DIRECTIVES
1. Reproduce the entire article on the Five Points shooting word for word.
2. Rewrite the stored-data rows as a Markdown table with the columns No. and Line text. Start at the line containing "search: bare tree" and end with the last line of those rows, include both ends, give only those lines, and omit any blank lines.

TEXT EXTRACT

As Paige Sharkey was walking home from a night out at a Five Points bar last weekend, shots rang out on Harden Street.
As hundreds of people fled down Harden, she felt uneasy about walking the two blocks to her Greene Street apartment.
So the 22-year-old USC senior hailed a cab and paid $1 for the ride home.
I didnt feel safe, Sharkey said. Ive never felt that way.
That is the feeling city police, elected officials and Five Points merchants want to avoid.
But its the feeling some have expressed, along with fear and anger, following a shooting and two fights that occurred within a two-hour window early the morning of Sept. 23. The outrage was fanned by a video clip of one of the fights, showing a bloodied young man in the aftermath.
The fallout was fast and widespread, as people began pointing fingers at who is to blame for the violent actions in the one of the citys most popular entertainment districts.
City officials pledged a crackdown, and the police chief will be offering some plans to City Council Tuesday.
Still, some question whether police are focusing their efforts on the right group of people.

[Stored data]
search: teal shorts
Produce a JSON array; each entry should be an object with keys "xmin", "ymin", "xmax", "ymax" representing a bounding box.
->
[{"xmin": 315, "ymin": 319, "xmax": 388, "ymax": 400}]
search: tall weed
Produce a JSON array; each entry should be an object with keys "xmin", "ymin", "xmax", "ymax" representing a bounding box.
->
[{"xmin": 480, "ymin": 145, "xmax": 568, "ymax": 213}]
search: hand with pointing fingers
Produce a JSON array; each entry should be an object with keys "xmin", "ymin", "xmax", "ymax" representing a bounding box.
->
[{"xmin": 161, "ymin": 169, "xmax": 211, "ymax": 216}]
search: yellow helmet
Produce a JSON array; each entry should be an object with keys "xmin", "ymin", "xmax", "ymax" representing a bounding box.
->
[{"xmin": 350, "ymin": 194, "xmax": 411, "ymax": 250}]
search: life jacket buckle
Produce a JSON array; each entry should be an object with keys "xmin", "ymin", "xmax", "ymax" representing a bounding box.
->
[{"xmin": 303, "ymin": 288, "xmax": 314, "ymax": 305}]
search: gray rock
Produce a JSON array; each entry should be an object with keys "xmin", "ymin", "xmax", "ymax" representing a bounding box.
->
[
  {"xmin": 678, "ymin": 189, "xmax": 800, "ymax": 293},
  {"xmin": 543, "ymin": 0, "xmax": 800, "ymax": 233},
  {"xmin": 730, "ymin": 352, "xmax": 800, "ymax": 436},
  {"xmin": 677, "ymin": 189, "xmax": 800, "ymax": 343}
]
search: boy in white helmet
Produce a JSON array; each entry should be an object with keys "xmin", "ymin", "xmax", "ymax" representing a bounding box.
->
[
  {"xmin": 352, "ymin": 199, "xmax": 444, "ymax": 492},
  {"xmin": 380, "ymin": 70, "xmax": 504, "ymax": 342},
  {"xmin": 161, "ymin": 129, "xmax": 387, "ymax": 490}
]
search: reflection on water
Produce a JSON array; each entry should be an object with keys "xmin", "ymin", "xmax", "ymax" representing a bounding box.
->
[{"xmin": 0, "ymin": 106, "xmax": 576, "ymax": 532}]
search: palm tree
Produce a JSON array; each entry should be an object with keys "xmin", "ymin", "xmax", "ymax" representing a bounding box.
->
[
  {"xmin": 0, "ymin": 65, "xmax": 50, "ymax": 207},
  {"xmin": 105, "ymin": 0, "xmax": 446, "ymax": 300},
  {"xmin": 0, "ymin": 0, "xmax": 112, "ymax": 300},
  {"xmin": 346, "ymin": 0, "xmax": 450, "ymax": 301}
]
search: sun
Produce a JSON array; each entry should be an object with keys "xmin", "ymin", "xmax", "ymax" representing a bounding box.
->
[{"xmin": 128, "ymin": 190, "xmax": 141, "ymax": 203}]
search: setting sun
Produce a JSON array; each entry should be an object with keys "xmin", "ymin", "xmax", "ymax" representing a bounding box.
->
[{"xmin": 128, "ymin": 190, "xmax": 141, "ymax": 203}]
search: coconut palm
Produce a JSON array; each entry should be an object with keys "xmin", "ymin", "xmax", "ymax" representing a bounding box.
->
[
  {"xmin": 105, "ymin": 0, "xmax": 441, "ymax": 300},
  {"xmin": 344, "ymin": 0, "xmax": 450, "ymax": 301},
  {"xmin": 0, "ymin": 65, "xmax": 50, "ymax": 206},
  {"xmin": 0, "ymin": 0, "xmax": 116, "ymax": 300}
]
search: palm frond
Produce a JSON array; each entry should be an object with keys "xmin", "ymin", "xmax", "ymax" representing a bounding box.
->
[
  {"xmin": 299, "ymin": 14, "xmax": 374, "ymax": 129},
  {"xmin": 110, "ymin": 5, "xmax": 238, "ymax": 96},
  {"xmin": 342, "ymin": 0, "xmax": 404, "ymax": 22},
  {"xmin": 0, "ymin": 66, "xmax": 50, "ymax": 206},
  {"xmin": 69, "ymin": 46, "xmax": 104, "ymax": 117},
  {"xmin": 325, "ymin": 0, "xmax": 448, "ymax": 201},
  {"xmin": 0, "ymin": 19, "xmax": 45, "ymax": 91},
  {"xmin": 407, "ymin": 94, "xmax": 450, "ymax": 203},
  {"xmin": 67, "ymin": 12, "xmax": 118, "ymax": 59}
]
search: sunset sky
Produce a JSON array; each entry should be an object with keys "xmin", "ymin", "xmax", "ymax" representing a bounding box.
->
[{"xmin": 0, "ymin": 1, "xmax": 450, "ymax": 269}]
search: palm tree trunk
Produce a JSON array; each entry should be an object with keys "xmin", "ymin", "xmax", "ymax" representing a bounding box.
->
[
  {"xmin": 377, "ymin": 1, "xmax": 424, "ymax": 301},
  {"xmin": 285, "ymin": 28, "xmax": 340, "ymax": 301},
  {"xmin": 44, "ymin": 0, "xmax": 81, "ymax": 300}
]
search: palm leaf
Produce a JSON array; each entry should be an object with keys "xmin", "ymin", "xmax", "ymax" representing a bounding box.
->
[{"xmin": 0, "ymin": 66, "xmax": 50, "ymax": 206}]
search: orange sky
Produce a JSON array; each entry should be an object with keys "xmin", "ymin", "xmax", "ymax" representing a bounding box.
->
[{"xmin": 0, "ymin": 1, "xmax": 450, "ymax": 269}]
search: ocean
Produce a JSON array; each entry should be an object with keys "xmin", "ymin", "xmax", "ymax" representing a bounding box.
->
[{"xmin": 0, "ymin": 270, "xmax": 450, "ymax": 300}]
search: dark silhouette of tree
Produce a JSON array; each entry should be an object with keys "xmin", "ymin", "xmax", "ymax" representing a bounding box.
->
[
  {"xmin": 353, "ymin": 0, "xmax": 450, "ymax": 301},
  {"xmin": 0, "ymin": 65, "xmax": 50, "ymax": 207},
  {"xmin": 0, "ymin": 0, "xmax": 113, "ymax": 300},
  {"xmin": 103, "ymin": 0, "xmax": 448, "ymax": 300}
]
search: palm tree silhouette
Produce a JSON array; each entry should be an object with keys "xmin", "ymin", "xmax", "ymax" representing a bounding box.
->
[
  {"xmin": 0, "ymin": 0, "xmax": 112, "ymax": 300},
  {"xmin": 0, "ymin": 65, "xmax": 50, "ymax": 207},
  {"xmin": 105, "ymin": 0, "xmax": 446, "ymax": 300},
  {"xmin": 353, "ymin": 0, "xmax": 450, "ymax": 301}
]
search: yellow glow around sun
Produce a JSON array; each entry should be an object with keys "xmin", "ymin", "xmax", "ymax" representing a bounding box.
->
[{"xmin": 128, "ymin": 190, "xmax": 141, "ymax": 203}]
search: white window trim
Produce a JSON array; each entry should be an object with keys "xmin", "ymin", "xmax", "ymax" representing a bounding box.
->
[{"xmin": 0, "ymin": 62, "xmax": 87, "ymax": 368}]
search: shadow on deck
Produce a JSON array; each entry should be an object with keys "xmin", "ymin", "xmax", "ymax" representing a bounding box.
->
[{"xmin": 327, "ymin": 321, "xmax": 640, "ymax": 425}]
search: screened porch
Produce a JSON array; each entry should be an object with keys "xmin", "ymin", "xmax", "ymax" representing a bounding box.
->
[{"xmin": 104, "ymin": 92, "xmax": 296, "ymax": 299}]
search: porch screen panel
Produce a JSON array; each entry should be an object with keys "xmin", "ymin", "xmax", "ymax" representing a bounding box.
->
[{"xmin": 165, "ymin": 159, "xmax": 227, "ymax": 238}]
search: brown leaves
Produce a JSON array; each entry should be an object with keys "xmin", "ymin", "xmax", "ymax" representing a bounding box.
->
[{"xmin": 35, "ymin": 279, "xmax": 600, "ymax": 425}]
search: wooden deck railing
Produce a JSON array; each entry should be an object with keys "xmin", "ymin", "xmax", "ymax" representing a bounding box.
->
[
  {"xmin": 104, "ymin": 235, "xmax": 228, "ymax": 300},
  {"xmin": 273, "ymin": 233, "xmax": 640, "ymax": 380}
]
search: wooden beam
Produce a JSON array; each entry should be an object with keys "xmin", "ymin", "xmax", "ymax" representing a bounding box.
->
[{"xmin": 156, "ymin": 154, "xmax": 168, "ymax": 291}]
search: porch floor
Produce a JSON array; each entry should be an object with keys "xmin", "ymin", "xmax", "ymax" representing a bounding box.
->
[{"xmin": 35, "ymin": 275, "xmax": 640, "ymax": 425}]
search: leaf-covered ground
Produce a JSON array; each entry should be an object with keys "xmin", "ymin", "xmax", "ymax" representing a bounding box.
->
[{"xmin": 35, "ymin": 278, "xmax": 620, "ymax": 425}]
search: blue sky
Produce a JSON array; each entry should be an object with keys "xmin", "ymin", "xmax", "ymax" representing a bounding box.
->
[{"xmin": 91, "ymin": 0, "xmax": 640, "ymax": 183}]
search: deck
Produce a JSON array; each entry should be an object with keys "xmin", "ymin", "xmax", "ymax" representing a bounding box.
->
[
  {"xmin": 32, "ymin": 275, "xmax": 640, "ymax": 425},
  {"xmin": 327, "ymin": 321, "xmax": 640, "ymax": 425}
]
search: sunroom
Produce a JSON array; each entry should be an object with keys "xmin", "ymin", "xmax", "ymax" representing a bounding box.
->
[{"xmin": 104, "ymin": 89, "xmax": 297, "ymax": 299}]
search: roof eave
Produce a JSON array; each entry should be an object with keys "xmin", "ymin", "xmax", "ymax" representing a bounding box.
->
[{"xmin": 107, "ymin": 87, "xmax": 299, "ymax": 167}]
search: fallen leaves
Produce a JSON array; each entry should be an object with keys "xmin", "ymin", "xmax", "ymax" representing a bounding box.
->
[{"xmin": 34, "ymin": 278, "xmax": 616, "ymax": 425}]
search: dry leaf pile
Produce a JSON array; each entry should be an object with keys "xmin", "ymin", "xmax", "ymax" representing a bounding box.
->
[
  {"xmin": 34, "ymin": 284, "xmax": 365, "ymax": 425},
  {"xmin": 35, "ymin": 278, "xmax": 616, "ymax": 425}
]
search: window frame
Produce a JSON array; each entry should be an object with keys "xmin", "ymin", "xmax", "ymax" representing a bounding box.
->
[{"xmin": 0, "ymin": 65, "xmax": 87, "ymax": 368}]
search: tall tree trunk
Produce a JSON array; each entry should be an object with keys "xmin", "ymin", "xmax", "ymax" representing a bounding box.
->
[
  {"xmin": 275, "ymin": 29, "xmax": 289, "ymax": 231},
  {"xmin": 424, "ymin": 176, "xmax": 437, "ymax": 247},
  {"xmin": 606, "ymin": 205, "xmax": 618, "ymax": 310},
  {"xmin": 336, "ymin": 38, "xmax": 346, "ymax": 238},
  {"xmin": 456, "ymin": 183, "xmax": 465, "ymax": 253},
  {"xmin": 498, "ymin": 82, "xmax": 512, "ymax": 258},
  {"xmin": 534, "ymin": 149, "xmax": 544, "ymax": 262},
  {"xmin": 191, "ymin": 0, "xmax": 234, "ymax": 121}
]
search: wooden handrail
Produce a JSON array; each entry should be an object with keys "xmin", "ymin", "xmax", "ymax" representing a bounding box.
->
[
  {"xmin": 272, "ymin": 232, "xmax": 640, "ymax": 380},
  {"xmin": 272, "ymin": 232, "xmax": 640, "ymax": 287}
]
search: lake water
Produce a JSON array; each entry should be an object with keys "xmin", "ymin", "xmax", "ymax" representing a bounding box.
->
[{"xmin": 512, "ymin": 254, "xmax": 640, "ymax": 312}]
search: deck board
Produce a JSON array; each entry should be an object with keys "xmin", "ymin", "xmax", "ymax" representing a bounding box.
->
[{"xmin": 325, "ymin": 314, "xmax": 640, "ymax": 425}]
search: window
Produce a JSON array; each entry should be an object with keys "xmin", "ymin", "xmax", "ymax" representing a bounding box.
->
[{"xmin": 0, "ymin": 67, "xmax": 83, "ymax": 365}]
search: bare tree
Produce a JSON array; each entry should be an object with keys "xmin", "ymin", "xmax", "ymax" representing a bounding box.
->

OUTPUTS BY TASK
1.
As Paige Sharkey was walking home from a night out at a Five Points bar last weekend, shots rang out on Harden Street.
As hundreds of people fled down Harden, she felt uneasy about walking the two blocks to her Greene Street apartment.
So the 22-year-old USC senior hailed a cab and paid $1 for the ride home.
I didnt feel safe, Sharkey said. Ive never felt that way.
That is the feeling city police, elected officials and Five Points merchants want to avoid.
But its the feeling some have expressed, along with fear and anger, following a shooting and two fights that occurred within a two-hour window early the morning of Sept. 23. The outrage was fanned by a video clip of one of the fights, showing a bloodied young man in the aftermath.
The fallout was fast and widespread, as people began pointing fingers at who is to blame for the violent actions in the one of the citys most popular entertainment districts.
City officials pledged a crackdown, and the police chief will be offering some plans to City Council Tuesday.
Still, some question whether police are focusing their efforts on the right group of people.

2.
| No. | Line text |
|---|---|
| 1 | search: bare tree |
| 2 | Produce a JSON array; each entry should be an object with keys "xmin", "ymin", "xmax", "ymax" representing a bounding box. |
| 3 | -> |